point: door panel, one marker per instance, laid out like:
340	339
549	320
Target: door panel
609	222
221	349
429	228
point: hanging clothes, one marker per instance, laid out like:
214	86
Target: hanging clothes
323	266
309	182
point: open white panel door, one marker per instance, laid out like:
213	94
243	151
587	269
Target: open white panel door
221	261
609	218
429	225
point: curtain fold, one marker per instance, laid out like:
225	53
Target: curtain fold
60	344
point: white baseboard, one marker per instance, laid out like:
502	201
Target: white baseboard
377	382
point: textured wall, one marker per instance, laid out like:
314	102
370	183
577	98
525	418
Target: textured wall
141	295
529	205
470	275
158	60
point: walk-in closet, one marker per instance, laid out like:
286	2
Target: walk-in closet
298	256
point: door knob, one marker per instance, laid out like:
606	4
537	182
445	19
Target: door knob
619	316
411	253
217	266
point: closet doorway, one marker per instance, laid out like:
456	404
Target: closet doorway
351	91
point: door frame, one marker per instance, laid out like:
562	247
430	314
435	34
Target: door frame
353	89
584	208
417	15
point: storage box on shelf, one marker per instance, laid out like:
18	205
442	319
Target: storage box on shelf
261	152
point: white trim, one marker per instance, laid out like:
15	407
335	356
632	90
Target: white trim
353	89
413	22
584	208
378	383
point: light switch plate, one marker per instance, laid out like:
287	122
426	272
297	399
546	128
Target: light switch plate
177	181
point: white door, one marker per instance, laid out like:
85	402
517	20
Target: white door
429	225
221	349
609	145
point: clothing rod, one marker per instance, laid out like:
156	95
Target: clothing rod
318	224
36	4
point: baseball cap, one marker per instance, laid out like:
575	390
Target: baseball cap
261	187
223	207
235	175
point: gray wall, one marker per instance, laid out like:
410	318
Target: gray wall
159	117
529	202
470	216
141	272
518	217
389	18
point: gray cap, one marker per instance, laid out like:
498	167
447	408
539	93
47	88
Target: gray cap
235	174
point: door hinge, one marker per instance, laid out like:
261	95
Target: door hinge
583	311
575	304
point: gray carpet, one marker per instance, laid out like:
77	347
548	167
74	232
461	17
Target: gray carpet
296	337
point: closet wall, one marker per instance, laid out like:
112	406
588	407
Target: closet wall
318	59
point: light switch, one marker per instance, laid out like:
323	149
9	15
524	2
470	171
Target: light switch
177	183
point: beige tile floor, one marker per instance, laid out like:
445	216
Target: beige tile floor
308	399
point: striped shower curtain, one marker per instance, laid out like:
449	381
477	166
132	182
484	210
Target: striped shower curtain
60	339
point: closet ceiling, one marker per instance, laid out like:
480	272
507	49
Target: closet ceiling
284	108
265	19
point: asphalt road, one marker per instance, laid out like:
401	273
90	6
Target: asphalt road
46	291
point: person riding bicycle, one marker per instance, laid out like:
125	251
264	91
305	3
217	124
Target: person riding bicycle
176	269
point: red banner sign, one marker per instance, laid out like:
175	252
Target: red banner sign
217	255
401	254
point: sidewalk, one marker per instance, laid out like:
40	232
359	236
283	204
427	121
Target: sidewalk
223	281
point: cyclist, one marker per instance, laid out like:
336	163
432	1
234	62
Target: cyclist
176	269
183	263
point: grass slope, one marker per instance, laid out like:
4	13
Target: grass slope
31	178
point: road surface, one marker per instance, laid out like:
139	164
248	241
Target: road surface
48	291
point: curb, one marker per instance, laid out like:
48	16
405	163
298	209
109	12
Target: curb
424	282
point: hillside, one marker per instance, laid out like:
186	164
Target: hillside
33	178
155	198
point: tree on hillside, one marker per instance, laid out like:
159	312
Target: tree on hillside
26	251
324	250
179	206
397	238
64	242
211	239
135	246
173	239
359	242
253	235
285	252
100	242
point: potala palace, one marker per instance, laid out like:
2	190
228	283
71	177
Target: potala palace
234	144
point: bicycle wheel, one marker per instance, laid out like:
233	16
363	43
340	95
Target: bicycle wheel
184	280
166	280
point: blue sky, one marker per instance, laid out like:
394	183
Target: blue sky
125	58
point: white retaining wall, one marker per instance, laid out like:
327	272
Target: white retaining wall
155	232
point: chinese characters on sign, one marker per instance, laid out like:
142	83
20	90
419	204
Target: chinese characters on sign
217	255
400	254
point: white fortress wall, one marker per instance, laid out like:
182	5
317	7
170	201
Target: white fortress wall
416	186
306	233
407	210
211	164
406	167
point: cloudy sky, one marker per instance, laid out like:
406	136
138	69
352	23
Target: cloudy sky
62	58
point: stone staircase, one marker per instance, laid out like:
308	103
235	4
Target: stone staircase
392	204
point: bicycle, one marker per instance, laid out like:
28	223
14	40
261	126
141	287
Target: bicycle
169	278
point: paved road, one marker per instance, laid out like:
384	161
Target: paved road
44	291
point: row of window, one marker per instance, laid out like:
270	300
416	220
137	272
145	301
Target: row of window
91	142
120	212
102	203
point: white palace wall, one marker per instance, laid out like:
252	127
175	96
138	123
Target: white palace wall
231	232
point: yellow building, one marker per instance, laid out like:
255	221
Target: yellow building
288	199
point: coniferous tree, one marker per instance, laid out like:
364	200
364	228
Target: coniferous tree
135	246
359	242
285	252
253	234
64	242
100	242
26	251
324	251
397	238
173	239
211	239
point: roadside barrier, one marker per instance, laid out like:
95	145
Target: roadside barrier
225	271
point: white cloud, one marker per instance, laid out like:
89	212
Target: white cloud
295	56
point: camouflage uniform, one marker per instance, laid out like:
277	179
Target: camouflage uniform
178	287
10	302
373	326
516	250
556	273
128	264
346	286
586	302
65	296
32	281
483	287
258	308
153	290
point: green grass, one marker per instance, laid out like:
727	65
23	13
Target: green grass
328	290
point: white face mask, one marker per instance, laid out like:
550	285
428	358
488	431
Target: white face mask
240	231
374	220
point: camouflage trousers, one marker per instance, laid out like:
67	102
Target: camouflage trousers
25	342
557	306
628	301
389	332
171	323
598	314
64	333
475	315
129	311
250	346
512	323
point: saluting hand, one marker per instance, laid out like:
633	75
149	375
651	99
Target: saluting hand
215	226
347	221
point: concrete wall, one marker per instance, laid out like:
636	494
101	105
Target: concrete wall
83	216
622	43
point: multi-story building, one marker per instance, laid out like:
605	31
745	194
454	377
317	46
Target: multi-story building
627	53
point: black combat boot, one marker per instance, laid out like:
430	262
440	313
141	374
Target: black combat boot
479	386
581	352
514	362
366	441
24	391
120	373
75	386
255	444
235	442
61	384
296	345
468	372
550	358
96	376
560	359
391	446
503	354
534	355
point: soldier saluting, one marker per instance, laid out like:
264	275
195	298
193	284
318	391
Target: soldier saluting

> Set problem:
Transcribe the material exactly as it reads.

> Task solution:
point: door panel, one marker per instance, laid out like:
340	339
549	320
Target: door panel
609	222
221	349
429	228
point: hanging clothes, one marker per instance, laid out like:
214	86
Target: hanging clothes
323	266
309	182
point: open white panel door, one marker per instance, laid out like:
213	94
243	151
587	269
Target: open white panel door
221	261
609	218
429	225
point: curtain fold, one marker per instance, laid out like:
225	53
Target: curtain fold
60	344
point: white baseboard, one marker per instance, laid out like:
502	201
Target: white baseboard
377	382
point: textured wall, one marker per instance, laid out like:
314	102
370	183
577	98
525	418
Target: textured wall
141	295
529	205
470	275
158	60
point: walk-in closet, one marker per instance, laid out like:
286	2
Target: walk-in closet
298	256
point: door knob, one marker per instance, laid out like:
606	4
537	182
445	19
Target: door knob
619	316
411	253
217	266
point: closet doorway, one marker per instance, laid out like:
456	404
Target: closet doorway
351	91
point: door frame, one marker per instance, laid out like:
562	247
430	314
435	34
Target: door frame
353	89
584	208
417	15
point: storage box on shelf, one marker per instance, laid out like:
18	205
442	319
Target: storage box on shelf
261	152
point: white trim, one marker per instance, laid out like:
15	407
335	356
632	90
Target: white trim
353	89
413	22
584	208
378	383
point: light switch plate, one marker per instance, laid out like:
287	122
426	272
297	399
546	128
Target: light switch plate
177	181
point: white door, one marker per instance, laid out like:
85	402
517	20
Target: white door
429	225
221	349
609	145
point: clothing rod, one marker per instance, laid out like:
156	95
Target: clothing rod
318	224
36	4
point: baseball cap, one marker per instance, laid out like:
575	390
Target: baseball cap
261	187
223	207
235	175
point: gray wall, one marker per instance, laid out like:
410	318
Target: gray wall
159	117
529	202
470	216
141	272
518	217
389	18
point: gray cap, one marker per instance, laid out like:
498	167
447	408
539	93
47	88
Target: gray cap
235	174
point: door hinge, one marker per instance, laid out like:
261	95
Target: door hinge
583	311
575	304
point: gray carpet, one marker per instance, laid out like:
77	347
548	167
74	232
461	17
Target: gray carpet
296	337
point: closet wall, one marker per instance, laid out like:
112	406
588	407
Target: closet wall
318	59
point: light switch, one marker per instance, laid out like:
323	149
9	15
524	2
470	171
Target: light switch
177	183
point: beige tile floor, one marker per instance, laid out like:
445	216
Target: beige tile floor
308	399
point: striped shower curtain, one marker per instance, laid out like:
449	381
477	166
132	182
484	210
Target: striped shower curtain
60	339
point: closet ceiling, one marker per instance, laid out like:
480	272
507	49
Target: closet ceiling
284	108
265	19
point: asphalt road, one marker per instance, laid out like:
401	273
90	6
Target: asphalt road
46	291
point: person riding bicycle, one marker per instance, laid out like:
125	251
264	91
305	3
217	124
Target: person riding bicycle
176	269
point: red banner sign, one marker per instance, laid out like:
175	252
Target: red banner sign
217	255
401	254
point: sidewalk, one marker per instance, laid out like:
40	232
359	236
283	204
427	121
Target: sidewalk
223	281
point: cyclist, one marker per instance, laid out like:
336	163
432	1
234	62
Target: cyclist
176	269
183	263
point: grass slope, one marker per instance, laid out like:
4	13
Target: grass slope
31	178
point: road surface, one marker per instance, laid out like:
139	164
248	241
Target: road surface
48	291
point: curb, one marker per instance, laid out like:
48	16
405	163
298	209
109	12
Target: curb
424	282
point: hillside, one marker per instance, laid out like:
186	164
Target: hillside
33	178
155	198
point: tree on hillside, one marker per instance, laid out like:
159	312
Target: tree on hillside
26	251
324	250
179	206
397	238
64	242
211	239
135	246
173	239
359	242
253	235
285	252
100	242
point: potala palace, one marker per instance, laid out like:
2	190
228	283
71	177
Target: potala palace
234	144
point: bicycle wheel, one marker per instance, laid out like:
233	16
363	43
340	95
Target: bicycle wheel
184	280
166	280
point: blue sky, one marker per instance, laid out like:
394	183
Target: blue sky
125	58
point: white retaining wall, one marker per instance, laid out like:
327	272
Target: white retaining wall
155	232
point: chinese characters on sign, one marker per instance, laid out like:
142	83
20	90
419	204
Target: chinese characters on sign
217	255
400	254
point: white fortress wall, one marker per instance, laid out like:
182	5
317	7
170	201
Target: white fortress wall
416	186
306	233
407	210
211	164
406	167
point: cloudy sky, one marker per instance, laid out like:
406	136
138	69
352	23
Target: cloudy sky
62	58
point: stone staircase, one marker per instance, laid out like:
308	103
235	4
Target: stone staircase
392	204
point: bicycle, one marker per instance, laid out like:
28	223
14	40
261	126
141	287
Target: bicycle
169	278
point: paved road, one marker per instance, laid out like:
384	161
Target: paved road
44	291
point: row of window, one marker per instance, laid out like:
270	300
416	220
137	272
145	301
Target: row of window
91	142
120	212
102	203
point: white palace wall, one marker per instance, laid out like:
252	127
175	96
138	123
Target: white palace wall
231	232
point: yellow building, one marker per instance, laid out like:
255	221
Target: yellow building
288	199
point: coniferous tree, one marker per instance, laid out like:
364	200
364	228
Target: coniferous tree
135	246
359	242
285	252
253	234
64	242
100	242
26	251
324	251
397	238
173	239
211	239
point: roadside barrier, one marker per instance, laid out like:
95	145
Target: roadside barrier
225	271
point: white cloud, one marker per instance, laid out like:
89	212
Target: white cloud
295	56
point: camouflage uniform, one marker per instance, laid out like:
277	179
Target: camouflage uniform
178	287
10	302
373	326
516	250
556	273
128	264
346	286
586	302
65	296
32	281
483	287
258	308
153	290
point: green grass, one marker per instance, laid out like:
727	65
23	13
Target: green grass
328	290
point: white face mask, one marker per instance, laid out like:
550	285
428	358
488	431
Target: white face mask
240	231
374	220
point: camouflage trousers, one marker per instance, laid out like:
67	102
Target: camouflage trousers
25	342
557	306
628	301
389	332
171	323
598	314
64	333
475	315
129	311
250	346
512	323
point: saluting hand, one marker per instance, laid out like:
633	75
149	375
651	99
Target: saluting hand
215	226
347	221
point: concrete wall, one marker per instance, laid out like:
636	494
101	105
Target: concrete wall
83	216
622	43
point: multi-story building, one marker per instance, laid out like:
605	31
745	194
454	377
317	46
Target: multi-story building
627	53
point: black combat boot, one marker per instance, laid out like:
430	262
440	313
141	374
Target: black combat boot
479	386
581	352
514	362
366	441
24	391
120	373
75	386
255	444
235	442
61	384
296	345
468	372
550	358
96	376
560	359
391	446
503	354
534	355
point: soldier saluting, one marker per instance, laid out like:
264	275
195	298
193	284
318	391
Target: soldier saluting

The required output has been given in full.